Texto:
Na hora da discussão

Você vai lá, todo alegre, e afirma na internet que LeBron James é o melhor jogador de todos os tempos. Legal, bacana. Mas o que você está fazendo, afinal? Se está apenas dizendo sobre COMO VOCÊ SE SENTE, eu tenho uma notícia dura e triste para você: NINGUÉM SE IMPORTA. Ninguém quer saber qual é sua sensação pessoal, como seu corpo se sente à presença virtual de LeBron James, ou como seus pelinhos se arrepiam quando LeBron faz uma cesta. Tudo isso diz apenas sobre você mesmo, e aí a internet não precisa ficar sabendo.

Mas se você está dizendo que LeBron James ser o melhor jogador de todos os tempos não é uma sensação, mas A VERDADE, eu imediatamente assumo que a verdade do objeto LeBron James (e do objeto “melhor de todos os tempos”) não é acessível aos humanos, e que então você está afirmando isso a partir de um PRESSUPOSTO, de um conjunto de regras inventadas que permitem essa afirmação. Para levar sua afirmação a sério então (e não achar que se trata apenas de um “barulhinho” fofo que você faz com a boca) eu preciso saber quais são os critérios que você usou, qual é a crença fundamental na qual você apoiou sua conclusão. No fundo, a questão realmente importante não é sobre LeBron James, mas algo ANTERIOR: o que significa ser “bom” em basquete e como nós humanos percebemos isso?

Se você usar como pressuposto que o objetivo do basquete é vencer, então pode basear sua afirmação no número de vitórias – mas isso exige um outro pressuposto, que é acreditar antes de tudo que um talento individual é suficiente para conseguir vitórias sozinho. Se você, pelo contrário, partir do pressuposto de que um jogador sozinho fantástico não conseguirá vitórias suficientes num elenco limitado, então o número bruto de vitórias não fará nenhum sentido para você. Da mesma forma, dizer que Michael Jordan é o melhor de todos os tempos porque acertou mais “arremessos decisivos” levanta uma série de questões. A primeira é o pressuposto de que a coisa mais importante no basquete são os arremessos decisivos, ou seja, apenas o final dos jogos – o que pode levar a afirmações problemáticas, que dariam o prêmio de melhor jogador dessa temporada ao novato Spencer Dinwiddie, que acertou mais arremessos decisivos do que qualquer outro até aqui. A segunda questão é que o precisamos de regras que definam o que é, afinal, um “arremesso decisivo”: tem que ser no último minuto ou nos últimos segundos? Qual aproveitamento nesses arremessos é considerado como bom? E os jogadores de times dominantes demais, que chegam no final dos jogos ganhando por uma larga margem e portanto não precisando de arremessos decisivos, serão penalizados?

A discussão tem então um valor: ela mostra quais são os pressupostos do julgamento e então TESTA esses pressupostos com outros jogadores, outros cenários, outras circunstâncias. Não podemos ligar o pressuposto para um caso e DESLIGAR para outro, só porque nos convém. O pressuposto é a base do nosso julgamento; se ele não está funcionando, se ele leva a conclusões confusas ou se não é consistente, é preciso abrir mão dele e escolher outro melhor e mais confiável.

Dados fornecidos:
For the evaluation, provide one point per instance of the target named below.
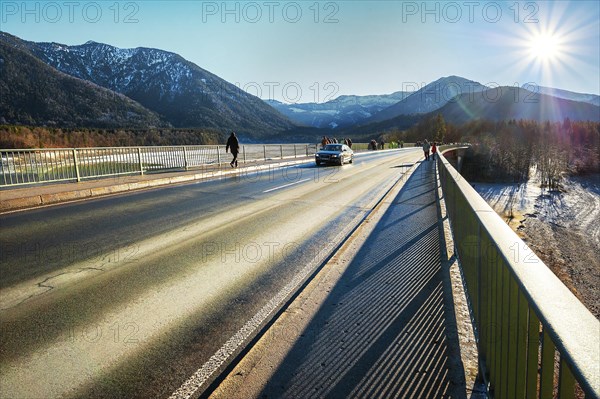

Problema a resolver: Devolva, sem qualquer alteração, o trecho do texto sobre a discussão de basquete que vai de "Mas se você" até "humanos percebemos isso?". Baseie-se somente no texto.

A resposta:
Mas se você está dizendo que LeBron James ser o melhor jogador de todos os tempos não é uma sensação, mas A VERDADE, eu imediatamente assumo que a verdade do objeto LeBron James (e do objeto “melhor de todos os tempos”) não é acessível aos humanos, e que então você está afirmando isso a partir de um PRESSUPOSTO, de um conjunto de regras inventadas que permitem essa afirmação. Para levar sua afirmação a sério então (e não achar que se trata apenas de um “barulhinho” fofo que você faz com a boca) eu preciso saber quais são os critérios que você usou, qual é a crença fundamental na qual você apoiou sua conclusão. No fundo, a questão realmente importante não é sobre LeBron James, mas algo ANTERIOR: o que significa ser “bom” em basquete e como nós humanos percebemos isso?